*Aim of the exercise:* A faithful, word-for-word copy of the data below is required, without pictures.

-------------------------

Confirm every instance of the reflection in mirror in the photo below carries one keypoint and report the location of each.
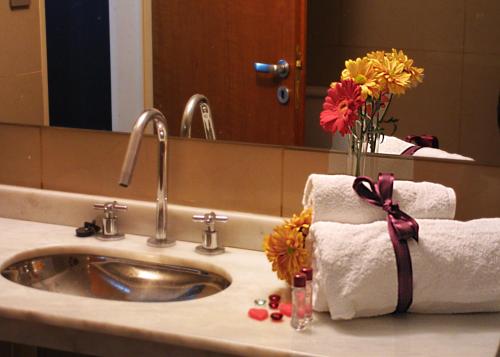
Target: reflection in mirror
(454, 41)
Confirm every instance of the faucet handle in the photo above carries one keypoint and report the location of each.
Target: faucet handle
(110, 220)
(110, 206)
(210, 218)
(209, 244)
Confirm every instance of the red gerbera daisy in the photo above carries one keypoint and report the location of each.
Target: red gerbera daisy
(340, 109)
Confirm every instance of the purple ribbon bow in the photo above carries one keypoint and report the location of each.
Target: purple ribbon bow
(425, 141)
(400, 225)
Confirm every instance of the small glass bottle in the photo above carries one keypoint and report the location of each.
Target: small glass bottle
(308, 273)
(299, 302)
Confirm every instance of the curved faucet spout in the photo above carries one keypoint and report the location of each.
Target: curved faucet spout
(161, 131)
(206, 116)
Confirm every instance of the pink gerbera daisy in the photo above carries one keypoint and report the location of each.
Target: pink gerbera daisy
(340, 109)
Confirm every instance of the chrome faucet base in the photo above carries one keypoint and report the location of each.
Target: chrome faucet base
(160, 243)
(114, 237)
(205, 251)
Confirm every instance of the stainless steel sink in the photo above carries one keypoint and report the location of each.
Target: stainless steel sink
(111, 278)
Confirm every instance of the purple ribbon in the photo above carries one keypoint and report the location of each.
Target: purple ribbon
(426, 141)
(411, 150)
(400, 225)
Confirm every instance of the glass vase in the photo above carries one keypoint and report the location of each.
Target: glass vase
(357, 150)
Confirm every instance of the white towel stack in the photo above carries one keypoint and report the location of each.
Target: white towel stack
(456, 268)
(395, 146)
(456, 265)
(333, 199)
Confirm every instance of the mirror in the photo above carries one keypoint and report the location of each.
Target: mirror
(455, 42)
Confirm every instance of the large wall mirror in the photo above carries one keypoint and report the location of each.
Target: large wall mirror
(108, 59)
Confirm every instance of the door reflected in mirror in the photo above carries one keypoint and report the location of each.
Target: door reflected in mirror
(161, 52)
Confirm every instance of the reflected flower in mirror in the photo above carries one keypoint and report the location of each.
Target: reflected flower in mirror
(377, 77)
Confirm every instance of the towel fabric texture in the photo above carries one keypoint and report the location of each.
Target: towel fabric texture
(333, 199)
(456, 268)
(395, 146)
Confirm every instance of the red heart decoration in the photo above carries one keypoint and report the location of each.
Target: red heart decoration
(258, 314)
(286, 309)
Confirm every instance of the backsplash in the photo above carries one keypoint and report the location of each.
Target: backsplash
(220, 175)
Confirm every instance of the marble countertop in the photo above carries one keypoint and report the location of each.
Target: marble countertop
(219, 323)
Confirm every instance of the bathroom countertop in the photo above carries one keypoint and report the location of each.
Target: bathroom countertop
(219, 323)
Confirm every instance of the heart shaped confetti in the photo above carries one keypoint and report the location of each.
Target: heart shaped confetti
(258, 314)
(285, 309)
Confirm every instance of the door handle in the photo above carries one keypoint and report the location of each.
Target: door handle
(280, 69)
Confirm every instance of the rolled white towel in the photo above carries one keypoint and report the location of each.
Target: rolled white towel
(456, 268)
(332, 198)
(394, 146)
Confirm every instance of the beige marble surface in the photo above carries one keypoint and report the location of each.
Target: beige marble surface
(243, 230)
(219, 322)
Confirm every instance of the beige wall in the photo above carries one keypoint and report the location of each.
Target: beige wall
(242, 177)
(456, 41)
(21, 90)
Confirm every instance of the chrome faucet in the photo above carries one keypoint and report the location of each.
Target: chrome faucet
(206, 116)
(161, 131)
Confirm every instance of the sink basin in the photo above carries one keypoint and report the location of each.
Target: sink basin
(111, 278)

-------------------------

*Result of the task:*
Confirm every instance of the reflection in mirror in the photo below carries one keypoint and report the location of each.
Target: reflection in mirror
(454, 41)
Confirm every instance of the faucet handle in the photo above carries one keypoint and report the location of each.
Target: faucet handle
(110, 220)
(110, 206)
(210, 218)
(209, 244)
Confirm every instance of the red gerbera daisy in the photo above carries one keypoint and report the location of each.
Target: red gerbera daisy
(340, 109)
Confirm every instance of the purple ribbon bow in the photo above carries one keypoint and report the location of each.
Target: purple ribbon bow
(425, 141)
(400, 225)
Confirm every instance of the small glass bottle in the photo above carries one keypoint and report the location of each.
Target: small glass bottle
(308, 273)
(299, 302)
Confirm every instance of the curved faucet spout in the photo above carries one keypoint and report the location of each.
Target: curved faucet spout
(161, 131)
(206, 116)
Confirm every instance of the pink gerbera daisy in the photo above carries one keypoint and report the location of each.
Target: pink gerbera daisy
(340, 109)
Confirm every instance of the chrome faucet base in the photo above carries one keypoint and report the location of each.
Target: chrome faucet base
(160, 243)
(114, 237)
(205, 251)
Confirm every instance of the stainless steel sink in the photo above carries one keypoint and report the location of each.
Target: stainless steel sink
(111, 278)
Confirm every instance of the purple ribbon in the photo above carries one keypoint and report the location of each.
Target: purple ribbon
(426, 141)
(411, 150)
(400, 225)
Confirm every instance of the glass vase in the photo above carries one keypoint and report the location of each.
Target: glass vase
(357, 150)
Confirm every instance of the white towel stack in the photo above carries one keypoint and report the location of each.
Target: white towel stack
(456, 268)
(395, 146)
(456, 265)
(333, 199)
Confirm every instance of the mirror in the photo above carries one keypoint and report the location of each.
Target: mirror
(455, 42)
Confirm every instance of the large wall mirror in the photo above carries one keypoint and report the location of each.
Target: large wall mirror
(108, 59)
Confirm every instance of the door reflected in mirror in the photo above carries one keypoint and report the location of each.
Target: door reflected in mirror
(161, 52)
Confirm every instance of the reflected flower in mirror in the photo above carries one keypoint and report the location of each.
Target: reflected flower in mirror
(377, 77)
Confirm every instance of the towel fabric texture in the photo above carries one keypoint and report the location of each.
Target: towel fabric texture
(333, 199)
(456, 268)
(395, 146)
Confirm every instance of the red heart decoration in the photo above carries one keypoint and report the location of each.
Target: red heart decoration
(258, 314)
(286, 309)
Confirm every instance of the backsplash in the photo above carries one keypoint and report the location of each.
Target: backsplash
(220, 175)
Confirm every instance of the marble countertop in the photo above carries one keypoint and report the location of each.
Target: marble countertop
(219, 323)
Confirm every instance of the bathroom countertop in the photo above carries one keypoint and report the location of each.
Target: bathroom countertop
(219, 323)
Confirm every instance of the heart shaped confetti in the photo above carries one keypoint and report the location of each.
Target: heart shaped confetti
(258, 314)
(285, 309)
Confirm every instance of the door handle in the photo above carries one keypoint and report the location of each.
Target: door handle
(280, 69)
Confirm every instance of the rolled white towel in the photo above carries one keypoint and report the location of each.
Target: rolled white towel
(456, 268)
(332, 198)
(394, 146)
Confirm every instance of the beige marble surface in the photo above carries one keypoint and report the location of each.
Target: beige marble surface
(243, 230)
(219, 322)
Confirm every instance of the beige wall in the photo above carries one keypoint and report the location of each.
Target: beige wall
(242, 177)
(456, 41)
(21, 90)
Confirm every instance of the chrome faucet in the photo above carries one keypoint and report the location of each.
Target: chrome faucet
(206, 116)
(161, 131)
Confirm every instance of the sink basin in the photo above carries one keypoint and report the location of each.
Target: sink basin
(111, 278)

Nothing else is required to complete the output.